Top of Source document

The storage temperatures that we indicate on our vial labels are the optimal conditions for long term storage. Many compounds are quite stable at warmer temperatures for short periods of time.

I received the compound and used it for the first time, how should I store leftover material?

For the majority of compounds, they could be dissolved in DMSO or other organic solvent. Their stock solution can be stored at -20°C for up to 3 months and aliquoted for sampling convenience. Several freeze/thaw cycles should not damage the activity of our small molecule products. However, in many instances the aqueous solutions of some compounds need to be made fresh and cannot be stored. For these compounds, their solution should be prepared just before use and stored no longer than 24 hours.


Your products are not sterile. Can they be used directly in my cell assay?

Our products are not sterile and we cannot guarantee that they will not contaminate your cells. However there are several precautions you can take to prevent contaminating your cell assays.
First, the culture media must contain the penicillin-streptomycin antibiotic. This will prevent the majority of contaminations. Additionally, dissolve the compounds in the pure ethanol or DMSO. These solvents are not conducive to bacterial or fungal growth, and using them will prevent contaminants in your stock solution.
Finally, if possible, your entire experiment procedure should be done under sterile conditions.

Bottom of Source document

▸ **Activities**:
• A. Answer these questions using the compound storage text:
(i) How long can a stock solution be stored at -20°C?
(ii) What is the longest time a solution of compounds whose aqueous solutions cannot be stored should be kept?
(iii) Which antibiotic must the culture media contain?
• B. Rewrite the part of the compound storage text that opens with the words containing "First, the culture" and closes with "your stock solution.", putting "cell culture medium" in place of "culture media".

Top of Information supplied

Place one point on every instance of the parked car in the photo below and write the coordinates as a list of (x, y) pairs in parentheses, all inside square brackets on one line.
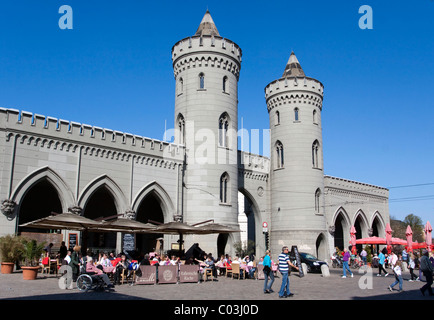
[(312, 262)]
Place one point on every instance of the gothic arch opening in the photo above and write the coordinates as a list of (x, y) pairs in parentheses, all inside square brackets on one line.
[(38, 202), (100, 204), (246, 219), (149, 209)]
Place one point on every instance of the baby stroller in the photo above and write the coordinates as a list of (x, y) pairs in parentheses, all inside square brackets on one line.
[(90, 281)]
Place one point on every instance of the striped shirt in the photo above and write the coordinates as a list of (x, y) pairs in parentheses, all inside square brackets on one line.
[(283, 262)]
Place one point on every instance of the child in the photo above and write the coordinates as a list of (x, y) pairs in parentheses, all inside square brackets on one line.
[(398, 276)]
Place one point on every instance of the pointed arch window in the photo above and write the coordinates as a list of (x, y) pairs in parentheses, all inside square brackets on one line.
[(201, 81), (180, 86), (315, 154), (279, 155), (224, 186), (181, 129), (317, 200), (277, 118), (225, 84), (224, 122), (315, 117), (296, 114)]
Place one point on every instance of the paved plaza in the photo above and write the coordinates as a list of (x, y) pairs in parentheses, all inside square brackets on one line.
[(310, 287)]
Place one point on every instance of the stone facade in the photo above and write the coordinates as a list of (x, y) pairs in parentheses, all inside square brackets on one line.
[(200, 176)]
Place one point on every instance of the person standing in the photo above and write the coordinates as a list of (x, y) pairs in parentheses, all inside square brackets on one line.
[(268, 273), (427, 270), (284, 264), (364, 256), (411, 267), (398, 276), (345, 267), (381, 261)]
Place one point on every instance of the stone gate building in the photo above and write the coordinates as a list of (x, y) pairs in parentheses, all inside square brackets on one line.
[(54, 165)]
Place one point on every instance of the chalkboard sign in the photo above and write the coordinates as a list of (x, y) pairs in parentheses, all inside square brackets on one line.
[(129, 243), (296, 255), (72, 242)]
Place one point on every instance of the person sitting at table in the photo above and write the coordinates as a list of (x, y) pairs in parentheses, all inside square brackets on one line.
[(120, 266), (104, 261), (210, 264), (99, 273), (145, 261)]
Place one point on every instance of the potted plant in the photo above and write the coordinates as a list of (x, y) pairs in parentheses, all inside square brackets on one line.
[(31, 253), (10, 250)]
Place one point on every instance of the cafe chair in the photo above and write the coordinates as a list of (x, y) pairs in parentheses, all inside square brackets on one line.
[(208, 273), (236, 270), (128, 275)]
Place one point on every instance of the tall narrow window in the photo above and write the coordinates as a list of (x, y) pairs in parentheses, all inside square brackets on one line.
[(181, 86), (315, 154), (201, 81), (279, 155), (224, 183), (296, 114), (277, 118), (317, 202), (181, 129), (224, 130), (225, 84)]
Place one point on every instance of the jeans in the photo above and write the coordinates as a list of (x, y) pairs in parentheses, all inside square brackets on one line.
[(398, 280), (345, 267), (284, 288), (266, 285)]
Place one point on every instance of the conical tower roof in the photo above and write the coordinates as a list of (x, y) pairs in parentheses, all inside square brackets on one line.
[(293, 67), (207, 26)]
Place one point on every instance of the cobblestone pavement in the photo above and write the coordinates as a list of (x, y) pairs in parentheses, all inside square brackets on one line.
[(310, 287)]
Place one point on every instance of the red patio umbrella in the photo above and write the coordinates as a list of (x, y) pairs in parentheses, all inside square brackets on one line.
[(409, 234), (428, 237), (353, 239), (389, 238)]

Bottom of Information supplied

▸ **Solutions**:
• A.
(i) Up to 3 months.
(ii) No longer than 24 hours.
(iii) Penicillin-streptomycin.

• B.
First, the cell culture medium must contain the penicillin-streptomycin antibiotic. This will prevent the majority of contaminations. Additionally, dissolve the compounds in the pure ethanol or DMSO. These solvents are not conducive to bacterial or fungal growth, and using them will prevent contaminants in your stock solution.